#### Records for the task ####
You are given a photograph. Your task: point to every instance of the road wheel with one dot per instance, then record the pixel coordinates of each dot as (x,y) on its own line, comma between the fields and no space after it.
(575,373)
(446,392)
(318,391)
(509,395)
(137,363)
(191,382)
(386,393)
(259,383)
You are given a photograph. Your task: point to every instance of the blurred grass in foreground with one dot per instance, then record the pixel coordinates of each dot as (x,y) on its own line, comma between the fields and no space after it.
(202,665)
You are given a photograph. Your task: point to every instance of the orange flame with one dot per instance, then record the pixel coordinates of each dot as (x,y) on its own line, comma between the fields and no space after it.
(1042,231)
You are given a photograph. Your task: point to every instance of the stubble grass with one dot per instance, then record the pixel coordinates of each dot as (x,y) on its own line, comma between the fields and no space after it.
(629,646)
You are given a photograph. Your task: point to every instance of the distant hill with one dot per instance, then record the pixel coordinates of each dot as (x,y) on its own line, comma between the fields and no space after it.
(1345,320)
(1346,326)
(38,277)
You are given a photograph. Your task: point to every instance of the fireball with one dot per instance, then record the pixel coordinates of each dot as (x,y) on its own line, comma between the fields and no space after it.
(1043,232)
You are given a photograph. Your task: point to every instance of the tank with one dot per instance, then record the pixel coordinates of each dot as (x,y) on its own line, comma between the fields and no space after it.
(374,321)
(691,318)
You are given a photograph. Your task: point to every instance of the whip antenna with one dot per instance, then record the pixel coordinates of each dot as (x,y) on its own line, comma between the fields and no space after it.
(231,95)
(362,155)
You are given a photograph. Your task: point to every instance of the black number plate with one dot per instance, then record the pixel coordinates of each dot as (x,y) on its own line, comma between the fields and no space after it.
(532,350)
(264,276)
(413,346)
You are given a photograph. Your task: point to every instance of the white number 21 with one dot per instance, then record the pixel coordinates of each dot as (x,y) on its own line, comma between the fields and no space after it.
####
## What this task involves
Convert the lines of the entries into a Markdown table with the columns Row and Line, starting at the line that contains "of the fireball" and running through the end of the entries. Number each line in Row, put its text in Line, and skip any blank lines.

## Output
| Row | Line |
|---|---|
| 1 | You are given a photograph. Your task: point to every instance of the fireball with one dot per instance, then record the pixel coordinates of each dot as (x,y) on its own line, comma between the fields and no space after it. |
| 2 | (1043,232) |
| 3 | You are given a photograph. Your task: point to every instance of the tank with one dot per instance, then record the pixel coordinates of each dot as (x,y) on its own line, comma between the fields and no space after it. |
| 4 | (374,321) |
| 5 | (691,318) |
| 6 | You are given a photograph. Your task: point to every instance of the whip antenna with one dot per instance, then record the pixel coordinates of each dot as (x,y) on its own line, comma between the fields and no space after it. |
| 7 | (231,95) |
| 8 | (362,155) |
| 9 | You are given a photograph. Your task: point to every instance of the black number plate with one dot per instance, then record the pixel coordinates of each dot as (x,y) on its own line, comma between the fields and no space after it. |
| 10 | (532,350) |
| 11 | (264,276) |
| 12 | (413,346) |
| 13 | You are given a photograph. Your task: point to every instance of the white number 21 with one dot per instance, then record the pixel coordinates of each dot as (x,y) on its own line, comma between the fields and no space after it. |